━━━━━ Data section
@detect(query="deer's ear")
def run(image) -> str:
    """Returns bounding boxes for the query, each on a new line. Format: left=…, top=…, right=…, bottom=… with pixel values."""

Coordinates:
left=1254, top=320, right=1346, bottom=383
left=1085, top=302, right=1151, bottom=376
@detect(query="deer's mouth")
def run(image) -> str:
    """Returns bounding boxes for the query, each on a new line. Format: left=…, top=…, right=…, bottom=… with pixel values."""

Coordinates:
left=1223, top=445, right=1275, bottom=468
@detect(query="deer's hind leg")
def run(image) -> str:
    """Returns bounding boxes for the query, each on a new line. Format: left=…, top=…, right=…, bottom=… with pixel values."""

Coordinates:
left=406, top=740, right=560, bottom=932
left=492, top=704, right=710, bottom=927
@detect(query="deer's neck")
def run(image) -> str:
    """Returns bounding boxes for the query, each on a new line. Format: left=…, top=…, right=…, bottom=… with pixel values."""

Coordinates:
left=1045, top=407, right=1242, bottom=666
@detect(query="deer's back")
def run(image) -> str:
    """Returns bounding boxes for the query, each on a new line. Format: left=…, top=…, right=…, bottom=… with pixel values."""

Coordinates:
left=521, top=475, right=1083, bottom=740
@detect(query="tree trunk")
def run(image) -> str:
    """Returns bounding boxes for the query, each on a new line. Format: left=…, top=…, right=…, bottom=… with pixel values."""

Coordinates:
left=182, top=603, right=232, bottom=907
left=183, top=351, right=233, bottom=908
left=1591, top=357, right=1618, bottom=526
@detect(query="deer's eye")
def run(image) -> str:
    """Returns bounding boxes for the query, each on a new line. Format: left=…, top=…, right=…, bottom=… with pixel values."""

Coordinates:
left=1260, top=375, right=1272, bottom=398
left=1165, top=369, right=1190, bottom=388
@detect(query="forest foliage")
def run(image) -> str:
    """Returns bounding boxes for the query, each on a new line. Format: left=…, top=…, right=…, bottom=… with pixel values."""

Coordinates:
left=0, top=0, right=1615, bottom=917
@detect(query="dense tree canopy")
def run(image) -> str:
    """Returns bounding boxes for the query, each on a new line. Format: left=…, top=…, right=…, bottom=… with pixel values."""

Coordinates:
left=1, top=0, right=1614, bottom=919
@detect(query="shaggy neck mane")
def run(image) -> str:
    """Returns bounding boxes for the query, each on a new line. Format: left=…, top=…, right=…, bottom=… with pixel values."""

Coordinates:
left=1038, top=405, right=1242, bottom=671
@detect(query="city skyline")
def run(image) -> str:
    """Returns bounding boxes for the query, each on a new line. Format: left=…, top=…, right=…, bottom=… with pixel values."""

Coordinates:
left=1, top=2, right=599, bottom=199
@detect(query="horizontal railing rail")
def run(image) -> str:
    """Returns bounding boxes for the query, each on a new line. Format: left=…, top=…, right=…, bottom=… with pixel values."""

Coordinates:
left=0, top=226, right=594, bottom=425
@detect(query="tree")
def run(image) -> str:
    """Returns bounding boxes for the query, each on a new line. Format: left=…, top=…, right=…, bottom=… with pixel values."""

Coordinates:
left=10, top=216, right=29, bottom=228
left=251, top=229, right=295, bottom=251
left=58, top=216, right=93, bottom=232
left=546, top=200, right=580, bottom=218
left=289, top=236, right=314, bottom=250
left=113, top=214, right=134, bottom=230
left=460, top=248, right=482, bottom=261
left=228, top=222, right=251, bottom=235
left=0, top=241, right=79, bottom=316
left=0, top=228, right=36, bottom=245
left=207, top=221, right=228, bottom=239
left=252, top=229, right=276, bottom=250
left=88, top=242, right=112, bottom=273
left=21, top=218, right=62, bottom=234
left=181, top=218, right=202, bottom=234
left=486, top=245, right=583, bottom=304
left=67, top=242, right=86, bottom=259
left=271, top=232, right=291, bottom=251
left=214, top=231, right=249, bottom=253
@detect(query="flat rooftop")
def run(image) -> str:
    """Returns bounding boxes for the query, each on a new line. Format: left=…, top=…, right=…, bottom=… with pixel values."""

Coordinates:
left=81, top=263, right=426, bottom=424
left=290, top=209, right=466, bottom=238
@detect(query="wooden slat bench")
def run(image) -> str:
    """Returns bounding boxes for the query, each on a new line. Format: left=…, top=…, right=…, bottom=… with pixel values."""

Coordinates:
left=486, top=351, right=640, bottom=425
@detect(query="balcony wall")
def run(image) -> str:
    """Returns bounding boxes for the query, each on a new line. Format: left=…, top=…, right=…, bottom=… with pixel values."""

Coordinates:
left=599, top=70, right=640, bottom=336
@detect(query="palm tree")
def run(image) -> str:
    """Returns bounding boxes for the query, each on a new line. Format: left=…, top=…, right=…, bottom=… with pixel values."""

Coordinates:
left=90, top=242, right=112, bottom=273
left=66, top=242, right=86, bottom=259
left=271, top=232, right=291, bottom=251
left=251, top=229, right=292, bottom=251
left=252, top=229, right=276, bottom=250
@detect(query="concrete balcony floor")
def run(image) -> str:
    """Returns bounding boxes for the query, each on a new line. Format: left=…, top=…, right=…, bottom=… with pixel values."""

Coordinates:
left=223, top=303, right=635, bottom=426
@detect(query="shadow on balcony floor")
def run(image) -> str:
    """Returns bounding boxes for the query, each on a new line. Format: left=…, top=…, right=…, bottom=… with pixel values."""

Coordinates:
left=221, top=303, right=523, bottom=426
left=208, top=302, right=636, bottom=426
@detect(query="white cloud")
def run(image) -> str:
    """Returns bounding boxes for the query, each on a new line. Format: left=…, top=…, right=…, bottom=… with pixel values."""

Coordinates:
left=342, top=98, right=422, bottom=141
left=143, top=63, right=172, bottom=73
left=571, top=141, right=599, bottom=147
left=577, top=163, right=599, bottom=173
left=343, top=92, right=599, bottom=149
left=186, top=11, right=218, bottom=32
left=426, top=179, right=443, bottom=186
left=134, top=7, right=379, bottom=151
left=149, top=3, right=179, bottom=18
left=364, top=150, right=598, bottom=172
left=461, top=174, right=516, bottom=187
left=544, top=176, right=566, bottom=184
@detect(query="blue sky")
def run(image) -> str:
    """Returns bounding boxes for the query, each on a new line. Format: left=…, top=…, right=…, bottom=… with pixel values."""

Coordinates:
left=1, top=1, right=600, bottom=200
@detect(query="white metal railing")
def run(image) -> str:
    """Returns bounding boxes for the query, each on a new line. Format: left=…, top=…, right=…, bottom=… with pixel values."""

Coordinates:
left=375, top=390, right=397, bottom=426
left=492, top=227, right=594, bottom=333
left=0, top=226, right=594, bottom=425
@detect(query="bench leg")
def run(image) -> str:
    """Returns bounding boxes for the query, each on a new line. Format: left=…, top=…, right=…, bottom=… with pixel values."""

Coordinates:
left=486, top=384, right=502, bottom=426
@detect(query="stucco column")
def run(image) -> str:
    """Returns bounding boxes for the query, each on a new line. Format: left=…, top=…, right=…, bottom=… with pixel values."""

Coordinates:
━━━━━━━━━━
(What you have to do): Copy out every line from the data above that has "white" in it.

(The completed task):
@detect(query="white cloud")
@detect(query="white metal railing")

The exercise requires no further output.